*** EXCERPTED TEXT ***
This content originally appeared on DEV Community and was authored by Aviad Rozenhek
What we learned when 5 "independent" AI agents needed constant human orchestration
Part 2 of the Multi-Agent Development Series
TL;DR
We set out to prove AI agents could work independently with zero coordination. The zero-conflict architecture worked perfectly (100% auto-merge). But "autonomous" agents? That was the illusion.
What actually happened:
- ✅ Zero merge conflicts (architecture win)
- ❌ Constant human orchestration required (autonomy myth)
- ✅ Property tests found a 12x efficiency bug (agent + human win)
- ❌ But only because human asked the right questions (human essential)
The real lesson: The value isn't "autonomous agents." It's well-orchestrated human-AI collaboration.
The Setup (Brief Recap)
In Part 1, we described an experiment:
- 5 parallel AI coding agents
- Each working on independent test improvements
- Zero-conflict architecture (file-level ownership)
*** End of EXCERPTED TEXT ***
*** RECORD EXTRACTS ***
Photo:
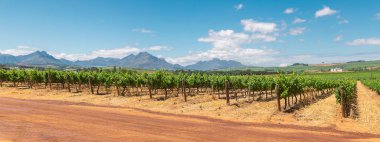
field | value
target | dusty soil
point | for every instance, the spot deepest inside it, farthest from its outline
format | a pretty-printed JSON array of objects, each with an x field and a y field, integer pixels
[
  {"x": 323, "y": 115},
  {"x": 33, "y": 120},
  {"x": 369, "y": 109}
]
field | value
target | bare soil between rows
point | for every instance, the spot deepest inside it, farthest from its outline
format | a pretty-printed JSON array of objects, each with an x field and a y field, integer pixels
[
  {"x": 57, "y": 115},
  {"x": 34, "y": 120}
]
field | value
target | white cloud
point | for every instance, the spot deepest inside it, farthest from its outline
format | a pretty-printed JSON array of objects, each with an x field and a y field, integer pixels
*** End of RECORD EXTRACTS ***
DIRECTIONS
In the multi-agent development text, what made it possible for the property tests to find the 12x efficiency bug? Answer in one to three sentences.

RESULT
The text calls the discovery a joint win for the agent and the human. It says the bug was found only because a human asked the right questions, which it takes as proof that the human was essential.